** 出題内容 **
1. 口腔がんの記事では、発生部位として最も多いのはどこですか?
2. 口腔がんの記事から、「今回は口腔がんについてのお話です。」から「が治癒率を大きく左右します。」までの部分をそのまま抜き出してください。
3. 口腔がんの記事を2文で要約してください。

** 本文抜粋 **

この連載は月1回、「ふたまたがわ歯科口腔外科」の中谷逸希院長が気になるお口のあれこれについてわかりやすく解説してくれるコーナーです。
今回は口腔がんについてのお話です。
口腔がんは、日本国内で年間およそ1万人が発症し、がん全体の約1%を占めるとされています。「しこりがある」「なかなか治らない口内炎がある」「腫れを繰り返す」「唇や舌にしびれがある」などの症状は、口腔がんの初期兆候の可能性があります。
発生部位では「舌」が最も多く、全体の約55%を占めます。次いで下顎歯肉、上顎歯肉、頬粘膜、口底、硬口蓋の順に報告されています。
早期発見が極めて重要で、国立がん研究センターによると、初期ステージ(ステージI)の5年相対生存率は90%以上とされています。つまり「早期発見・早期治療」が治癒率を大きく左右します。
口腔がんは初期には痛みが少なく、口内炎や入れ歯のあたりと誤解されやすいのが特徴です。通常1〜2週間で治る口内炎が2週間以上治らない、あるいは改善と悪化を繰り返す場合や、しこり・腫れ・しびれなどの症状がある時は、早めに歯科・口腔外科を受診しましょう。

** 提示データ **
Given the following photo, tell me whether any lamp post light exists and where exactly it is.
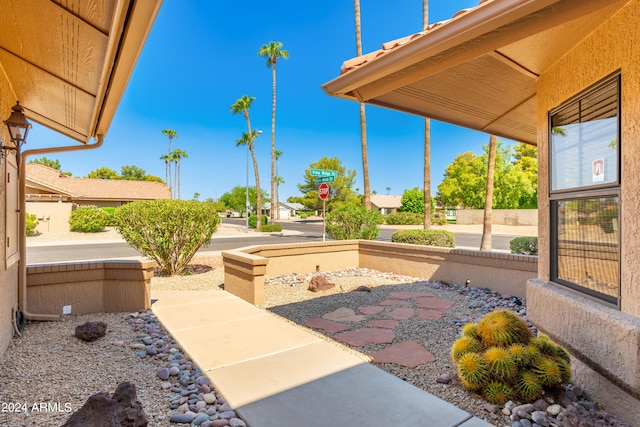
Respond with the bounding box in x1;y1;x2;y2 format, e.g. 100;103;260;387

** 解答例 **
1. 舌で、全体の約55%を占めます。

2.
今回は口腔がんについてのお話です。
口腔がんは、日本国内で年間およそ1万人が発症し、がん全体の約1%を占めるとされています。「しこりがある」「なかなか治らない口内炎がある」「腫れを繰り返す」「唇や舌にしびれがある」などの症状は、口腔がんの初期兆候の可能性があります。
発生部位では「舌」が最も多く、全体の約55%を占めます。次いで下顎歯肉、上顎歯肉、頬粘膜、口底、硬口蓋の順に報告されています。
早期発見が極めて重要で、国立がん研究センターによると、初期ステージ(ステージI)の5年相対生存率は90%以上とされています。つまり「早期発見・早期治療」が治癒率を大きく左右します。

3. 口腔がんは国内で年間およそ1万人が発症し、舌に最も多く発生します。しこりや治らない口内炎、腫れ、しびれなどは初期兆候の可能性があり、ステージIの5年相対生存率は90%以上とされるため、2週間以上治らない口内炎などがあれば早めに歯科・口腔外科を受診するよう勧めています。